(Stored dataset items)
● ● ● ● ● ● ●
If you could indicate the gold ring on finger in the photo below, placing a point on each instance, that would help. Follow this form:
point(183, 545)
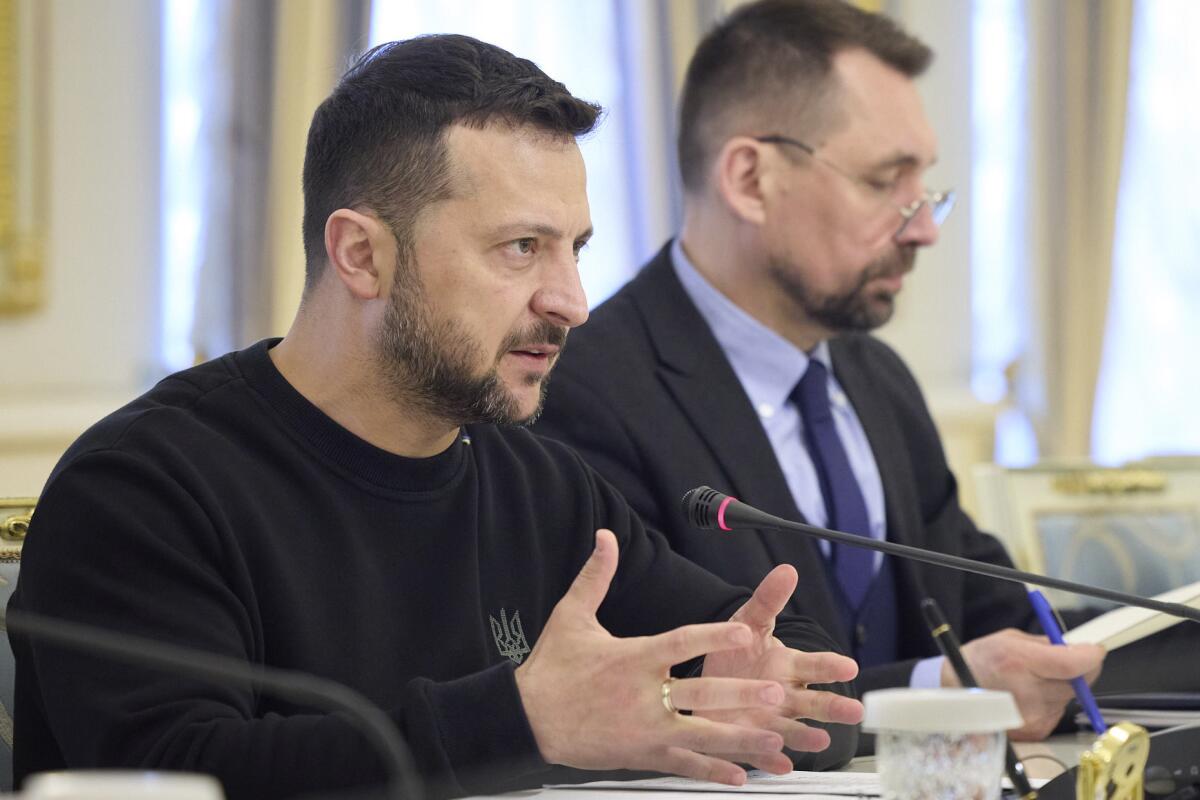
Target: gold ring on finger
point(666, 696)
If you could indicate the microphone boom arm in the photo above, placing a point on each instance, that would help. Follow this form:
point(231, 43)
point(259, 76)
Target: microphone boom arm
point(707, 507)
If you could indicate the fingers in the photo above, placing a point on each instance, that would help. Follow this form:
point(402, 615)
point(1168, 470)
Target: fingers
● ● ● ● ● ● ●
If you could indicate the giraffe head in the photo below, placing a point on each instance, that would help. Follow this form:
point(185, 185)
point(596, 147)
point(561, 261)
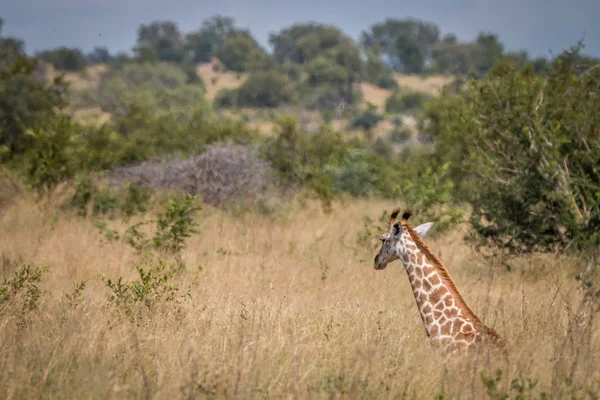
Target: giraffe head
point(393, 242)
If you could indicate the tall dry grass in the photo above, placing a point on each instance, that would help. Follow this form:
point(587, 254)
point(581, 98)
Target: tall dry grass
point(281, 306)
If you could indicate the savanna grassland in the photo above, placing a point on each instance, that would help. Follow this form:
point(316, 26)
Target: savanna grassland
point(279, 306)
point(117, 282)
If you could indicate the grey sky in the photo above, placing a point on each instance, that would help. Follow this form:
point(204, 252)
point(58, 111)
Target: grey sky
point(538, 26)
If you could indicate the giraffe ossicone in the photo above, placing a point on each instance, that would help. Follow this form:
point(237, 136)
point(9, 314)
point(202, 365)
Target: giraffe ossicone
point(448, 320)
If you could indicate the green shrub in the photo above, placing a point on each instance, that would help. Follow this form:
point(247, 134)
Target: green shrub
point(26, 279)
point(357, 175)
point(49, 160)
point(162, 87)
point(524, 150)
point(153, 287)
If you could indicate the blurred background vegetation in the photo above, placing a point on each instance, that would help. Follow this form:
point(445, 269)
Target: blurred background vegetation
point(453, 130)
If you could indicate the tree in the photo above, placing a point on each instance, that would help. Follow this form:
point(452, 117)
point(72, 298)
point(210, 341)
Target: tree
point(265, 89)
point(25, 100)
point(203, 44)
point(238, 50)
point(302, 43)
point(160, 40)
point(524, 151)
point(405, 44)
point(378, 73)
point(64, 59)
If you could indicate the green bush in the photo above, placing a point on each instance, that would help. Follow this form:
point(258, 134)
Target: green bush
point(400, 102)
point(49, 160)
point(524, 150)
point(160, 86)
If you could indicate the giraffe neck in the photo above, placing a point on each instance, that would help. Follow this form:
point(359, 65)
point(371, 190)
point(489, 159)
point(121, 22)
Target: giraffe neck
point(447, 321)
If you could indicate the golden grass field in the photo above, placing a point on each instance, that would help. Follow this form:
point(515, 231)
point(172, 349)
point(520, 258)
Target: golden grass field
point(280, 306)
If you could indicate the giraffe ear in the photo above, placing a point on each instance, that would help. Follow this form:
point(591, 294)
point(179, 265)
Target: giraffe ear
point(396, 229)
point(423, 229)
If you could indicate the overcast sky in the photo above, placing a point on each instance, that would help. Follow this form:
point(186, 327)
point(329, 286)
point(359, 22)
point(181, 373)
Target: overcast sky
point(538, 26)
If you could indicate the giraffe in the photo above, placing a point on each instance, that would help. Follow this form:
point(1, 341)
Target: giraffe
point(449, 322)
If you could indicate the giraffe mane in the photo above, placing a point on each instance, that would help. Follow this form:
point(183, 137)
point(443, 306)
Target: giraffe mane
● ● ● ● ● ● ●
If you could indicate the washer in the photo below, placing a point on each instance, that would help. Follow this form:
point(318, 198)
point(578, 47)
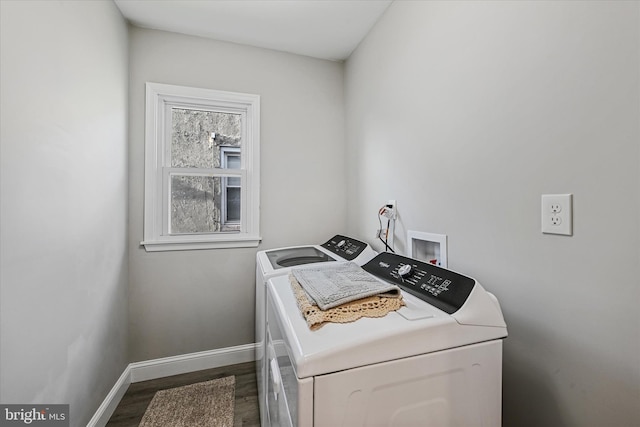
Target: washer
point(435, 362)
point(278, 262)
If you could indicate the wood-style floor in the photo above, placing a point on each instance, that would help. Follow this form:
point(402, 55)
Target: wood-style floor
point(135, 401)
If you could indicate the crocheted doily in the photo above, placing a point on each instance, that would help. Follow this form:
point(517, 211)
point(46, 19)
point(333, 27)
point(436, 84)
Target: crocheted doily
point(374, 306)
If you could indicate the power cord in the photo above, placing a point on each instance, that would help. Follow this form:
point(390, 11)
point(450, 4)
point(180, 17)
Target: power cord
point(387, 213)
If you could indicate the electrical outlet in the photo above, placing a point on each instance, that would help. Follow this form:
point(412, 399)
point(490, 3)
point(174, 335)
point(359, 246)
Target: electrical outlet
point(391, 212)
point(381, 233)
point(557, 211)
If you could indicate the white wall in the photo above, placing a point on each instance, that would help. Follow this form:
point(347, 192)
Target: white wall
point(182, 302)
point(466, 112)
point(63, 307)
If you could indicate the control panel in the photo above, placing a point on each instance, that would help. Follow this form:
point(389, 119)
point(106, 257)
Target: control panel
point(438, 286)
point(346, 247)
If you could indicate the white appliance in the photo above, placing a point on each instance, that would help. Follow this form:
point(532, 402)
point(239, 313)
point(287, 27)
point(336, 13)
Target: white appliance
● ● ● ● ● ● ●
**TASK OBJECTIVE**. Swap "savanna grassland" for "open grassland" in the lines from the one containing "If you could indicate the savanna" up to and including the one containing "point(117, 282)", leaving everything else unchanged. Return only those lines.

**REPLY TO THE EXERCISE**.
If you could indicate the open grassland in the photo above, placing a point on each instance, that would help. Follow this form:
point(316, 26)
Target: open grassland
point(279, 306)
point(117, 282)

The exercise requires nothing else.